▸ **The task**
Here the answer must be the exact run of lines from the line holding "Formation-chart tagging: label the wooden branch" to the end of the material below, and nothing else.
::: Given records :::
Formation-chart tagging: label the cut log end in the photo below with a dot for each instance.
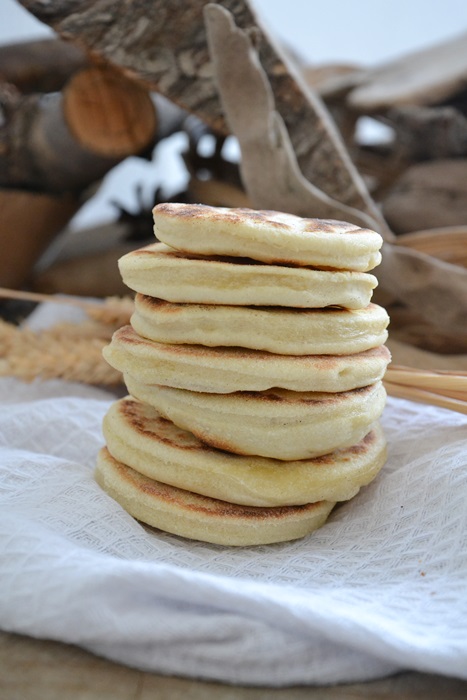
(108, 113)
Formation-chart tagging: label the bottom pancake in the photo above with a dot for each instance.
(201, 518)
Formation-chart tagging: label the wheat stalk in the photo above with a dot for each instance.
(444, 388)
(74, 351)
(71, 351)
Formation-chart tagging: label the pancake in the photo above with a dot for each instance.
(269, 236)
(160, 271)
(277, 423)
(223, 370)
(282, 331)
(138, 436)
(201, 518)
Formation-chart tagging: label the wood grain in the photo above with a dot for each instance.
(32, 669)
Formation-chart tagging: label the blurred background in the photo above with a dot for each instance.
(360, 33)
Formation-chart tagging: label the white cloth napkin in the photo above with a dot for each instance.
(380, 588)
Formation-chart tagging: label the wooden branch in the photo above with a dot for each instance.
(428, 195)
(268, 164)
(427, 133)
(40, 66)
(148, 39)
(65, 141)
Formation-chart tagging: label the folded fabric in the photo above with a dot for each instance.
(380, 588)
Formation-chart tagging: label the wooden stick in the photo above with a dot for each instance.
(6, 293)
(419, 395)
(434, 380)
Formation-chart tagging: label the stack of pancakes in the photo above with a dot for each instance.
:::
▸ **Final answer**
Formation-chart tagging: label the wooden branch in the photo above with a dot for each instance.
(428, 195)
(268, 164)
(427, 133)
(40, 66)
(148, 39)
(65, 141)
Formation-chart tagging: label the folded fabric in the photo above with a dot for each instance.
(380, 588)
Formation-chart tagging: label the wooden stick in the photo above with a dot for each instance.
(6, 293)
(419, 395)
(434, 380)
Formation-chart tagging: label the stack of pancakes in the photo above with a dot for each instance.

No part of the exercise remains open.